> Arbeitsaufträge
- 1) Beantworte die folgenden Fragen zum Artikel über Niklaus Zurkinden.
(a) In welchem Ort wurde Samuel Zurkinden geboren?
(b) Wer war der Bruder von Appolonia Vogt?
(c) Mit welchem Maler war Eva Zurkinden verheiratet?
- 2) Setze den Artikel über Niklaus Zurkinden im Anschluss an seinen letzten Satz fort.

> Artikel
== == ==

Niklaus Zurkinden

Schweizer Politiker

Niklaus Zurkinden (* 31. Oktober 1506 in Bern; † 20. September 1588 ebenda) war ein Schweizer Politiker.

Leben Bearbeiten

Familie Bearbeiten

Niklaus Zurkinden war der Sohn von Niklaus Zurkinden (* vor 1468 in Bern; † 1510),[1] Bäcker, Kastlan[2] in Zweisimmen, Hauptmann in Mülhausen, Bauherr und Venner.[3][4] Seine Schwester Ursula Zurkinden († nach 1523) war mit Lienhard Schaller (1460–1524), Grossweibel und Kastlan in Wimmis verheiratet, dessen Bruder war Niklaus Schaller († 24. November 1524)[5], Stadtschreiber in Bern, Vogt des Inselklosters in der Berner Altstadt und Grossweibel. Er war seit 1532 in erster Ehe mit Appolonia Vogt (geb. Grossmann) († 1532) verheiratet, ihr Bruder war Kaspar Megander.[6] Nach dem Tod seiner ersten Frau heiratete er im gleichen Jahr in zweiter Ehe Elsbeth (geb. Hugi) († 1536), gemeinsam hatten sie vier Kinder, zu diesen gehörte unter anderem:

  • Samuel Zurkinden (* 1533 in Sumiswald; † 24. September 1577 in Bern),[7] Mitglied des Kleinen Rats, Landvogt in Münchenbuchsee, Stadtschreiber in Bern und Venner, verheiratet mit Dorothea Wyss.

Seit 1536 war er in dritter Ehe mit Elsbeth (geb. Hab) verheiratet; gemeinsam hatten sie zehn Kinder, zu diesen gehörten unter anderem:

  • Anna Zurkinden, verheiratet mit Vinzenz Dachselhofer (* 27. Dezember 1541 in Bern; † 1622),[8] Stadtschreiber in Bern, Gubernator in Aelen, Welschseckelmeister und diplomatischer Gesandter;
  • Eva Zurkinden (* 10. Dezember 1541 in Bern; † 1569), verheiratet mit dem Maler Martin Krumm (* 11. Oktober 1540 in Bern; † 1577);
  • Barbara (Barbla) Zurkinden (* 1549 in Bern; † nach 1600 in Basel), verheiratet mit Grossrat David Schmalz († 1577)[9]; in zweiter Ehe 1579 mit Adelberg Sauracker (* vor 1529 in Breisach; † 1592), Kartenverleger in Basel: in dritter Ehe mit Lorenz Schärer in Basel.

== == ==

> Bereitgestellte Datensätze
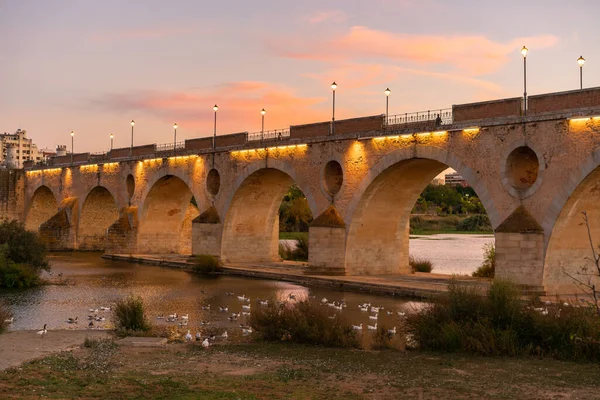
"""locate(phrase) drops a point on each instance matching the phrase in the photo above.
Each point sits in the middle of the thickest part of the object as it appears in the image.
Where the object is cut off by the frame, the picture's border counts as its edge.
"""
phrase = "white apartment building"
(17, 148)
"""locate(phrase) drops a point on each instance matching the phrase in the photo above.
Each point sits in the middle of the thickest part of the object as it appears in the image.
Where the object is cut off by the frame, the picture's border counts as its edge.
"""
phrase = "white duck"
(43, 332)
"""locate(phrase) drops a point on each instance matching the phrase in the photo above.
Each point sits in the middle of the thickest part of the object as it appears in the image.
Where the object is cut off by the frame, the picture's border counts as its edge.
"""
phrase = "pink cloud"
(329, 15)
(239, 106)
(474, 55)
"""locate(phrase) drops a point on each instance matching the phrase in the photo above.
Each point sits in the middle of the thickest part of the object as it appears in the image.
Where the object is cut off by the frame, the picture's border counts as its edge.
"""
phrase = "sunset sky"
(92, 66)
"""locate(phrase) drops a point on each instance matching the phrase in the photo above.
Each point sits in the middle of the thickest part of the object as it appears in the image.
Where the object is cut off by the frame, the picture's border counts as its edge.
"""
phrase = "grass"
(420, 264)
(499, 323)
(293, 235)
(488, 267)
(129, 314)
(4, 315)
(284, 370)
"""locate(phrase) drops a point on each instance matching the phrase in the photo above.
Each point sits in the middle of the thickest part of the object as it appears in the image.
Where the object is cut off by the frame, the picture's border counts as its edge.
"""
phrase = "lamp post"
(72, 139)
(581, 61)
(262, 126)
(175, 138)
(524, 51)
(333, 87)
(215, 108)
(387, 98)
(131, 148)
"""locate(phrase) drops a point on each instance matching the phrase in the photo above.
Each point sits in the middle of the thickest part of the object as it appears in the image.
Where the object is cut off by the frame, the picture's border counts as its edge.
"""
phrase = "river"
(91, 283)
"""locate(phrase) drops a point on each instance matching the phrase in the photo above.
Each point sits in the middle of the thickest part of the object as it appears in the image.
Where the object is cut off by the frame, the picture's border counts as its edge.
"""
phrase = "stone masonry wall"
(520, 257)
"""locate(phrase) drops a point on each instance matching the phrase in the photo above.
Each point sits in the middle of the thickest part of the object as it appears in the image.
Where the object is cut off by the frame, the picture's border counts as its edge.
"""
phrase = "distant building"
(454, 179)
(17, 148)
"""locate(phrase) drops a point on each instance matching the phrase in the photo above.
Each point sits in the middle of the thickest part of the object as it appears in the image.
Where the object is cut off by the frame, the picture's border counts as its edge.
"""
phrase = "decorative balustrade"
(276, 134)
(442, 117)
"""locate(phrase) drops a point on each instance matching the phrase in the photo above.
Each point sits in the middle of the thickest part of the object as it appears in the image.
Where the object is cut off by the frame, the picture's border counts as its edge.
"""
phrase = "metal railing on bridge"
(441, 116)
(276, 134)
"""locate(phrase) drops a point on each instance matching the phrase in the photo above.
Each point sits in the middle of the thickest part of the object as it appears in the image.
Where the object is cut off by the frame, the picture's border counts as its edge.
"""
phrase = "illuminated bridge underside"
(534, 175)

== == ==

> Antworten je Aufgabe
- 1)
(a) In Sumiswald.
(b) Kaspar Megander.
(c) Mit Martin Krumm.

- 2)
  • Niklaus Zurkinden (* 5. Januar 1552 in Bern; † 1624/25),[10] Politiker.

Werdegang Bearbeiten

Niklaus Zurkinden war ein illegitimer Sohn des frühverstorbenen Ratsherrn und Hauptmann Niklaus Zurkinden († 1510/11), der das Kind testamentarisch dem befreundeten Stadtschreiber Niklaus Schaller († 1524)[3] in die familiäre Obhut übergab. Er besuchte die Lateinschule in Bern und wurde von Schaller († 1524)[5] in eine Ratskarriere eingewiesen. 1528 kam er als Notar und Gerichtsschreiber in den Grossen Rat. 1532 wurde er Landvogt zu Sumiswald,[11] 1537 Landvogt von Bonmont und 1544 Landvogt in Nyon. 1547 kam er in das Amt des Deutschseckelschreibers, 1551 wurde er Welschseckelmeister, 1565 bis 1572 amtierte er als Generalkommissär der Waadt. Von 1561 bis 1565 übte er das Amt des Stadtschreibers in Bern aus.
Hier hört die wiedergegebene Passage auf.